Fernanda Silva de Araújo não tem conseguido dormir nos últimos dias. Mas não é o vento frio que chega por cima do muro do sobrado onde mora, em Bangu, na Zona Oeste do Rio, que tira o sono da jovem de 27 anos. Sem dinheiro para concluir a obra, ela coloca os três filhos para dormir em outro quarto, mais protegido da friagem. Enquanto isso, no quarto ao lado, ela chora quase todas as noites, desde que descobriu estar grávida do quarto filho mesmo após ter se submetido a uma ligadura de trompas.
Foi no dia 6 de abril que Fernanda ficou em choque ao ver o resultado de um exame de sangue que fizera, devido à extração de um dente que precisava fazer. A incredulidade se devia ao fato de que havia menos de dois anos que ela tinha feito a laqueadura no Hospital Central da Aeronáutica (HCA), na Tijuca, Zona Norte do Rio.
— Eu pedi à atendente para ler o resultado para mim e ela disse “a senhora está grávida”. Eu falei: “não pode ser. Eu sou operada. Fiz laqueadura”. Então, eu fui a uma clínica popular, no dia seguinte, fazer a ultrassonografia, que confirmou a gravidez de 13 semanas e cinco dias.

--- TAREFA 1 ---
No texto sobre Fernanda, reescreva em forma de lista o parágrafo que começa com "Foi no dia 6 de abril", mantendo os fatos principais.
--- TAREFA 2 ---
Retome o texto sobre Fernanda e continue a narrativa a partir da última frase.

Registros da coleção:
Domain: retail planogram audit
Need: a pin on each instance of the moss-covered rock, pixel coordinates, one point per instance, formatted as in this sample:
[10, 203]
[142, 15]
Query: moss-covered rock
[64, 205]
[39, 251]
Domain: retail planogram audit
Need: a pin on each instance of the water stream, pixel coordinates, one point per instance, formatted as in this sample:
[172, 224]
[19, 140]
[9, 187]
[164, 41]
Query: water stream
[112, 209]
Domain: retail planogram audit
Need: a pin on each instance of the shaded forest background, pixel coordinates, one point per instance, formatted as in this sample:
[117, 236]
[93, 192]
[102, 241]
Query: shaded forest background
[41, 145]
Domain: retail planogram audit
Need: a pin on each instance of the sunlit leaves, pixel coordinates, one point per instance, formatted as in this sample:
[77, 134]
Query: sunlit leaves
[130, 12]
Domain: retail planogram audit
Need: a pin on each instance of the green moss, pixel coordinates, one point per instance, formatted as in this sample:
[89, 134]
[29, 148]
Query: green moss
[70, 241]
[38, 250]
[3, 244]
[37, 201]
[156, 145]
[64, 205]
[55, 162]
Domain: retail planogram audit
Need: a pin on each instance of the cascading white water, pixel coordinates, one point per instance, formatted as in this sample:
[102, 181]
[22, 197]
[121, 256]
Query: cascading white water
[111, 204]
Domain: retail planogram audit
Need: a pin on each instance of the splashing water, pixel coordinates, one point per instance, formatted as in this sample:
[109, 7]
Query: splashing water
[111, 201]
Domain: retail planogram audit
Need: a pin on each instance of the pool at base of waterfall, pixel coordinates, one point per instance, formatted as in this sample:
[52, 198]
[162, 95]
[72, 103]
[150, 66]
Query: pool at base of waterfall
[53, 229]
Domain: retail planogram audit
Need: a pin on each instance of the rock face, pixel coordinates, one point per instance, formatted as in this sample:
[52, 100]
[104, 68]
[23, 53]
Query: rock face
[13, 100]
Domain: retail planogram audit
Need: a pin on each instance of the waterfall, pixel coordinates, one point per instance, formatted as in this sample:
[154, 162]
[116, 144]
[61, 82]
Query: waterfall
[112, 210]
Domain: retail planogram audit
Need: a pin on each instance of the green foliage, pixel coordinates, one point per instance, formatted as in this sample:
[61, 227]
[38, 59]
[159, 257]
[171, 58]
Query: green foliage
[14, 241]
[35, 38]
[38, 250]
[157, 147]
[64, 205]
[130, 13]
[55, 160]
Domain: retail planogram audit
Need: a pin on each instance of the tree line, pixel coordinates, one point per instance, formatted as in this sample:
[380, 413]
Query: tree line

--- RESPOSTA 1 ---
- Em 6 de abril, Fernanda ficou em choque ao ver o resultado de um exame de sangue, feito por causa de uma extração de dente.
- Ela não acreditou porque tinha feito laqueadura havia menos de dois anos.
- A cirurgia foi no Hospital Central da Aeronáutica (HCA), na Tijuca, Zona Norte do Rio.

--- RESPOSTA 2 ---
Desempregada e recém-separada, Fernanda entrou em desespero. A mãe, a dona de casa Ilma de Araújo, de 50 anos, foi junto com a filha ao HCA para exigir explicações dos médicos.
— Falei com o capitão: “minha filha está grávida de quase cinco meses e eu não tenho de onde tirar dinheiro” — relatou Ilma.
O capitão Juliano Deckert, ginecologista e obstetra, foi quem atendeu mãe e filha quando elas foram relatar o caso e também quem assinou a solicitação e autorização para a contracepção cirúrgica, em maio de 2014. As conversas do encontro foram gravadas por Ilma. Nelas, o médico afirma que o método não é 100% seguro. “Isso não é impossível de acontecer. Isso é uma coisa que a gente não quer que aconteça, mas que está sjueita a acontecer. Mesmo a laqueadura não é 100% de garantia”, diz o capitão, na gravação.
Como se não bastasse o choque de estar grávida, Fernanda ainda foi questionada por uma assistente social do HCA, chamada Deolinda, sobre a paternidade da criança. “Depois disso aí (da separação do marido), você deu uma namorada depois?”, afirmou a funcionária.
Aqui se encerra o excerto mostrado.